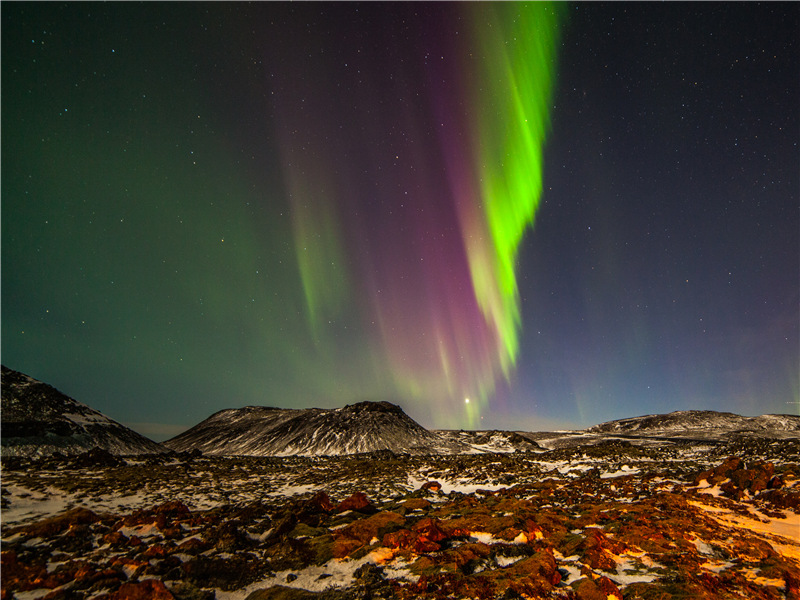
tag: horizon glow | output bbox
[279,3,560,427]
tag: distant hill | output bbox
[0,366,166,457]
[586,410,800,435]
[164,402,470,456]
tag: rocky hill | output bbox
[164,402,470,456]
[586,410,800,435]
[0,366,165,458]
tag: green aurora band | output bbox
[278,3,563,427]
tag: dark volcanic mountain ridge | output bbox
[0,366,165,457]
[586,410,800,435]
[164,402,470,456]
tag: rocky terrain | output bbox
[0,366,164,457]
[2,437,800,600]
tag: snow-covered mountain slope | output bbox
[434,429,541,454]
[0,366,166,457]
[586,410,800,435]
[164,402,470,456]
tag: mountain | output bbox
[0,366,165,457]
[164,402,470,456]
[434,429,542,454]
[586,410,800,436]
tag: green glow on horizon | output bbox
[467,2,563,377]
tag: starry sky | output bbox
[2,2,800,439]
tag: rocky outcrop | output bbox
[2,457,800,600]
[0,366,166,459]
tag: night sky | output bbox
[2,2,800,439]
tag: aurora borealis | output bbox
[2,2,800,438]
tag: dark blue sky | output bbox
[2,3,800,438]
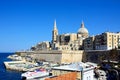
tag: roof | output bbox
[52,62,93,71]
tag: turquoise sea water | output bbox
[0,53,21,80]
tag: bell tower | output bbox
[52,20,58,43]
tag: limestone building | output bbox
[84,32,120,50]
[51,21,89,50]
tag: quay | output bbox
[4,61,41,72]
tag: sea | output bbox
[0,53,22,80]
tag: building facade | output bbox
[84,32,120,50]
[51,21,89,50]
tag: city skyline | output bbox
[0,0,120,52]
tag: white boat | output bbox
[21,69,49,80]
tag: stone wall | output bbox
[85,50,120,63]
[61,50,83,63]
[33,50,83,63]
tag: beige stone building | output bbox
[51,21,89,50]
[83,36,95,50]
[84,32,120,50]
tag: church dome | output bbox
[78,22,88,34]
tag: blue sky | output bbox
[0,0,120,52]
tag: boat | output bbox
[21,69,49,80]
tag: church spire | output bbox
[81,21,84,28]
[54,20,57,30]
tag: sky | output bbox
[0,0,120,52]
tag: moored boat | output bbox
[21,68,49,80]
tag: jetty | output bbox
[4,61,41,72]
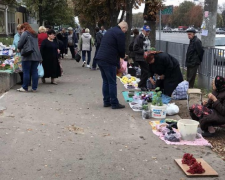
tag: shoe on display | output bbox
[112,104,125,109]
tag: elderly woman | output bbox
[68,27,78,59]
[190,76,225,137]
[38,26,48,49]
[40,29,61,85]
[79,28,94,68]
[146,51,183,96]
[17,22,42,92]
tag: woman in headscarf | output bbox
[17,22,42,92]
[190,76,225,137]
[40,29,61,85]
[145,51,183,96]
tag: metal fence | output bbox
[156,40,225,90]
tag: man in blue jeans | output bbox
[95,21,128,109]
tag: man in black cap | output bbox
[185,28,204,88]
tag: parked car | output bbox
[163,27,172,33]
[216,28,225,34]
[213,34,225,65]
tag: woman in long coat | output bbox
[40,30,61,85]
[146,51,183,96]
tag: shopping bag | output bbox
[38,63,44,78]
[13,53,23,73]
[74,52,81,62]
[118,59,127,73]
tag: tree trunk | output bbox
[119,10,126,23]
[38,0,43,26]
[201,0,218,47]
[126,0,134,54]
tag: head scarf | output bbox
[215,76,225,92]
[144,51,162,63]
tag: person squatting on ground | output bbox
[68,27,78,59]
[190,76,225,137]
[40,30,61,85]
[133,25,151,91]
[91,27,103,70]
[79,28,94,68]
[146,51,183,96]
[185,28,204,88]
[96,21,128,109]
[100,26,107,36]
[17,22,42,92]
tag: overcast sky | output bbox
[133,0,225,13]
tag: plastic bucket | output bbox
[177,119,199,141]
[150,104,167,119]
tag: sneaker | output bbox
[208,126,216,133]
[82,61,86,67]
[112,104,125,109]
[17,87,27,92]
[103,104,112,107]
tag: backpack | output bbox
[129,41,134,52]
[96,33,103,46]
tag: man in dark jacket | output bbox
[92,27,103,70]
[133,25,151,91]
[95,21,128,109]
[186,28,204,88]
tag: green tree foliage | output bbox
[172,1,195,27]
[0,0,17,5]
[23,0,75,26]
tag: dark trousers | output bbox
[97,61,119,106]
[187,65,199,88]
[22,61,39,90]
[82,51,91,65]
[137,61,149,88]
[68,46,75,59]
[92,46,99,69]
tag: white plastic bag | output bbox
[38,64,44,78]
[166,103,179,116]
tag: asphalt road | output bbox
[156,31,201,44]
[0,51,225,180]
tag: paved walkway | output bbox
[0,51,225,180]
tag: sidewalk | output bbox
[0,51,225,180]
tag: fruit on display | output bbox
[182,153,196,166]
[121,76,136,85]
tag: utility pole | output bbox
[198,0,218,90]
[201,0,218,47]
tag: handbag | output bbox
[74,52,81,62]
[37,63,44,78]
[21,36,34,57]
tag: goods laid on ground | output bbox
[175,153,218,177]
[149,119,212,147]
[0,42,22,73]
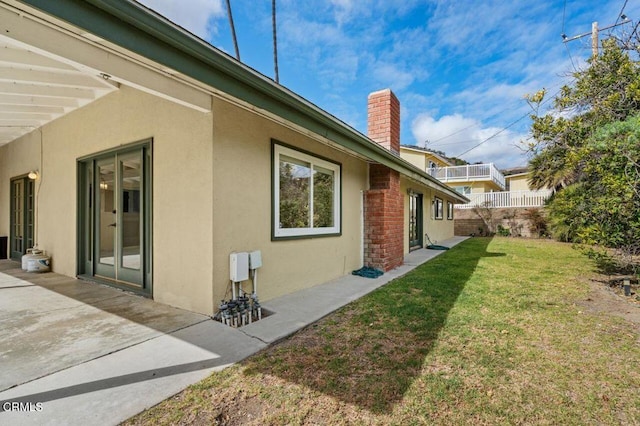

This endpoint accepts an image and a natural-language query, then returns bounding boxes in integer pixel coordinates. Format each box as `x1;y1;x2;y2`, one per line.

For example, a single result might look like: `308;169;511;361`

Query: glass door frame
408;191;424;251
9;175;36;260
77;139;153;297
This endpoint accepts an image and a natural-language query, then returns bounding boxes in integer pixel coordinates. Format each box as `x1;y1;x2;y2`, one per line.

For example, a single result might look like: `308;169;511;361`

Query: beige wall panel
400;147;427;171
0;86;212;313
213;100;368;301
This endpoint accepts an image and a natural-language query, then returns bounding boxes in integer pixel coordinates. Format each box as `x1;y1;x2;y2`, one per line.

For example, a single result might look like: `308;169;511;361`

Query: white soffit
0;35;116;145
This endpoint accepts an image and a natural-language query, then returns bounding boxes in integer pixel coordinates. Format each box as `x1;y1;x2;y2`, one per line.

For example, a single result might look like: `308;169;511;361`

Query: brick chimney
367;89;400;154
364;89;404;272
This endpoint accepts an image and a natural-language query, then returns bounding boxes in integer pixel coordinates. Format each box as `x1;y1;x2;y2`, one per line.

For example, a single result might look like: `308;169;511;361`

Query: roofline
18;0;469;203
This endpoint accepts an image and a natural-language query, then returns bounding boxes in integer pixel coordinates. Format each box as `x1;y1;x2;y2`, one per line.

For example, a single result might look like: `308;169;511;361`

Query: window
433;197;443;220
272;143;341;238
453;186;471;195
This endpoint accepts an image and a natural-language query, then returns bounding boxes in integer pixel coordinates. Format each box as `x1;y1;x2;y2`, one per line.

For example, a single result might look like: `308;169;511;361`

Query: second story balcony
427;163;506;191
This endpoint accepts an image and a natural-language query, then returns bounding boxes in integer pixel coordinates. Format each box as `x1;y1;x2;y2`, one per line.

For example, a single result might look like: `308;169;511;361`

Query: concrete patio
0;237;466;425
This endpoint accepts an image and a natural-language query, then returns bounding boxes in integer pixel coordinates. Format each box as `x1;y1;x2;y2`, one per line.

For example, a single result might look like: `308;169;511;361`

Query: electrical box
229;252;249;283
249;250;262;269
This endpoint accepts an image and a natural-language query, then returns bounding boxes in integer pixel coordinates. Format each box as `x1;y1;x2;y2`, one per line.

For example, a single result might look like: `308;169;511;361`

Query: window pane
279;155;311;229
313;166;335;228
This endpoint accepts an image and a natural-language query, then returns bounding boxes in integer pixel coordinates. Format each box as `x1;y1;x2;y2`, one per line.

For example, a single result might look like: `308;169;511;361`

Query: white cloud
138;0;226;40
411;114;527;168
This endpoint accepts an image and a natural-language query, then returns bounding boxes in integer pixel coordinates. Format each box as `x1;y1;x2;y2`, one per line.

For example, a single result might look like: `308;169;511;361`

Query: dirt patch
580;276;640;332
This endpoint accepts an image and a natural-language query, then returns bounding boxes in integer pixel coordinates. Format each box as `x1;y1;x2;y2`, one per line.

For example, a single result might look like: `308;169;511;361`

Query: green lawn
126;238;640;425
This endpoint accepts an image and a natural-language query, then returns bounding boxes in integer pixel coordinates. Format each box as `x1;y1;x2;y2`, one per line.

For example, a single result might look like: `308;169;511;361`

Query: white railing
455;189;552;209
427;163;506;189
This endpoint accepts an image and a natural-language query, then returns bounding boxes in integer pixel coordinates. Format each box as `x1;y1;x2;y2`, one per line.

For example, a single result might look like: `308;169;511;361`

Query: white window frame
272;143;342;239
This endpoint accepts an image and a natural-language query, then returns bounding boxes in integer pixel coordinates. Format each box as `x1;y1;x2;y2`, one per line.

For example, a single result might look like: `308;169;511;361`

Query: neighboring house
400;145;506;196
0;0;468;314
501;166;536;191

* * *

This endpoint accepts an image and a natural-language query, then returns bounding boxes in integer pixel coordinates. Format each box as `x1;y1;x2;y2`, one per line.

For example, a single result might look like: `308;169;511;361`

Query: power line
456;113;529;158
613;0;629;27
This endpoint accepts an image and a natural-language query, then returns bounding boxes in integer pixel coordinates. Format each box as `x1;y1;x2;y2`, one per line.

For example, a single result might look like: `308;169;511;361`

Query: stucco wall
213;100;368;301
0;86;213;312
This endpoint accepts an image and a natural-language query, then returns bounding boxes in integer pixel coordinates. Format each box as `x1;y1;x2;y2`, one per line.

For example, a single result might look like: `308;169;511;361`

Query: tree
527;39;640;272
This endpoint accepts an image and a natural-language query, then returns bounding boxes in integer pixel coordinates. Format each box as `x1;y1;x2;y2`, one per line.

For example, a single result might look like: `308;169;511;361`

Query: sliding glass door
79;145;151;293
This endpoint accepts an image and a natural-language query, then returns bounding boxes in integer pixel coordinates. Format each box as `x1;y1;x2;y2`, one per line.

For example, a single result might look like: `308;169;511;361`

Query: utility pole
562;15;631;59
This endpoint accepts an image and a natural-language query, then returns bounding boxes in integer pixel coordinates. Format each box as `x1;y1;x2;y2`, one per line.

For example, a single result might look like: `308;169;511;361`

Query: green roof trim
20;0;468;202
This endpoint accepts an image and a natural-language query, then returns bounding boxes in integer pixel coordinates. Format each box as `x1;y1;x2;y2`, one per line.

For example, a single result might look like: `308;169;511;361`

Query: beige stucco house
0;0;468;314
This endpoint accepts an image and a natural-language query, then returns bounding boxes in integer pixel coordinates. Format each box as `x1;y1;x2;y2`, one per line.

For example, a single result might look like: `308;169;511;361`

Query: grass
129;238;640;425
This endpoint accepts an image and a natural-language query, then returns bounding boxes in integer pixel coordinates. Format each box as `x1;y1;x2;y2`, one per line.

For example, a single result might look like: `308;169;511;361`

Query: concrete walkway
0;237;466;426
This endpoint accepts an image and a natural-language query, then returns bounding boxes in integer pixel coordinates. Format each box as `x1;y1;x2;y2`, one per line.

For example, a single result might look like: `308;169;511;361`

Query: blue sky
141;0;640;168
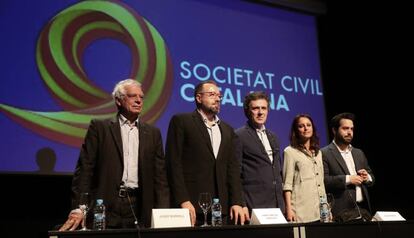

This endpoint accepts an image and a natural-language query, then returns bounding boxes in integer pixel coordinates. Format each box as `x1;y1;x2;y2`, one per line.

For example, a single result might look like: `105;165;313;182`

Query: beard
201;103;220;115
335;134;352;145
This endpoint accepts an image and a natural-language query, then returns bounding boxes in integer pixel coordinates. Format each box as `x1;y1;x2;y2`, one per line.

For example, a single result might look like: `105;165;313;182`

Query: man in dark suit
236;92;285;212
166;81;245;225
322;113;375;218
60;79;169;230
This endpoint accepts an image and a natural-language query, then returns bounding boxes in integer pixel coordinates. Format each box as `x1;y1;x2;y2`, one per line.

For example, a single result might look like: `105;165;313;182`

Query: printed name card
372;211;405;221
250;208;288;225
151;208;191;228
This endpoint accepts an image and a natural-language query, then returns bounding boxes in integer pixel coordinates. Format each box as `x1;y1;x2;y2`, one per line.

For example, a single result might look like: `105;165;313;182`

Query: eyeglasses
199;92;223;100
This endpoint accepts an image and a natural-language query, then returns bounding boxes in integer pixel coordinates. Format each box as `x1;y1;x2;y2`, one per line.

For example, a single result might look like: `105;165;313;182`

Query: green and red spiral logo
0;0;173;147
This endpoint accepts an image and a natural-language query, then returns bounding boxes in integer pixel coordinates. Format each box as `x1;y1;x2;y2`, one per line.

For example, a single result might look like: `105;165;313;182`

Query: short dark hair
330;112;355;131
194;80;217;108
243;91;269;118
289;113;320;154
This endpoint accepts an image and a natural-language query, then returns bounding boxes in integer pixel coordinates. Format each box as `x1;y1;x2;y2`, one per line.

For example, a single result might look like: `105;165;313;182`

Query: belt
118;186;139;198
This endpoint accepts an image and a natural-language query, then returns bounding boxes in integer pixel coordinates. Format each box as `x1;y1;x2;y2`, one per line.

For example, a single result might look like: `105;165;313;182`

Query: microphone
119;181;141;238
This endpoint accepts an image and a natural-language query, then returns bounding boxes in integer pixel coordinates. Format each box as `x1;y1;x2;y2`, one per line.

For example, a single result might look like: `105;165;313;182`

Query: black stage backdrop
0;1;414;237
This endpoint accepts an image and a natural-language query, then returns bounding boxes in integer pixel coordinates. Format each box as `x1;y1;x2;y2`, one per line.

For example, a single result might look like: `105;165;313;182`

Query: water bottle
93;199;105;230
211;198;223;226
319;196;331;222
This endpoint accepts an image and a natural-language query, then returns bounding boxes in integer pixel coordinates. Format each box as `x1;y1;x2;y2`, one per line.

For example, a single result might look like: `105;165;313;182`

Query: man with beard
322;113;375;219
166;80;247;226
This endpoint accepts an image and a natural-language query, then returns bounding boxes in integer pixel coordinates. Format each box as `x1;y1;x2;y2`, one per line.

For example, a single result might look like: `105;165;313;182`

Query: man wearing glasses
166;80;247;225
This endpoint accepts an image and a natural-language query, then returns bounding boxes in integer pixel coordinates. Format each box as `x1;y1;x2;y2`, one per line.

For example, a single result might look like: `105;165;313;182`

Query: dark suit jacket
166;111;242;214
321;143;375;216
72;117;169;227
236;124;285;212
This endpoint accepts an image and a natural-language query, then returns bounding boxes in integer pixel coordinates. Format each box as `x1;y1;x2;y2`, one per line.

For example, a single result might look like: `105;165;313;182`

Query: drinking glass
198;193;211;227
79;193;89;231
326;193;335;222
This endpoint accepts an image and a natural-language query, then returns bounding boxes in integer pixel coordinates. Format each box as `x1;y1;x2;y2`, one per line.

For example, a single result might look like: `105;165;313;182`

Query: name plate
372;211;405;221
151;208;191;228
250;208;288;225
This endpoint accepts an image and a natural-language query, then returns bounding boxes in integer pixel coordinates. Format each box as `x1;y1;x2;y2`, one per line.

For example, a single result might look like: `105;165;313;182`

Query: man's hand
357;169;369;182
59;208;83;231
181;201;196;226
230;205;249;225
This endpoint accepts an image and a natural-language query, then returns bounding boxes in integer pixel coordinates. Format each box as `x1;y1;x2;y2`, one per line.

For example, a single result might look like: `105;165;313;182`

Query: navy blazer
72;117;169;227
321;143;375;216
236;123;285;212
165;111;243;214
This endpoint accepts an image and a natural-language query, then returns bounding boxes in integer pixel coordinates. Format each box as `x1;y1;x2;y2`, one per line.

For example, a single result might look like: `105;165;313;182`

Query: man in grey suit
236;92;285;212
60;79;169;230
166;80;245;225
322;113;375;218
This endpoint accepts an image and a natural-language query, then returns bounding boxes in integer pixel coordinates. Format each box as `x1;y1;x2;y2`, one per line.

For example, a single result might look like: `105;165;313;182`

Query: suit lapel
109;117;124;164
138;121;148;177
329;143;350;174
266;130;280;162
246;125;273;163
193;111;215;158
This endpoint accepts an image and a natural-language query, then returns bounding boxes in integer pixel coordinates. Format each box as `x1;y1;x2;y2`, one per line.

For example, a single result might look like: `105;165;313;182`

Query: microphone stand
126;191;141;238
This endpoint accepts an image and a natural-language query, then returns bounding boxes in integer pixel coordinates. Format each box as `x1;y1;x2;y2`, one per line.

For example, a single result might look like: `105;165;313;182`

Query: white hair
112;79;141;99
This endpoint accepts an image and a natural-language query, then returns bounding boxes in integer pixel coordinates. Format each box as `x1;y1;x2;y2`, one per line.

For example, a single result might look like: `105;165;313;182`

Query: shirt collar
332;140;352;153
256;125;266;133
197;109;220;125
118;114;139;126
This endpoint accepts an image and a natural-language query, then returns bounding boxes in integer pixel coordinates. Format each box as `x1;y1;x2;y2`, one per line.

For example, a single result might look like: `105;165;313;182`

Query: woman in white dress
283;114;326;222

*Work to be completed*
Lay out as a numbered list the lines of the listing above, starting with the line that contains "tag: sea | output bbox" and going on through the line that contains "[33,50,83,63]". Leave out any blank lines.

*Task solution*
1. tag: sea | output bbox
2. [0,53,22,80]
3. tag: building facade | output bbox
4. [84,32,120,50]
5. [51,21,89,50]
6. tag: city skyline | output bbox
7. [0,0,120,52]
8. tag: white boat | output bbox
9. [21,69,49,80]
10. tag: stone wall | output bbox
11. [85,50,120,63]
12. [61,50,83,63]
13. [33,50,83,63]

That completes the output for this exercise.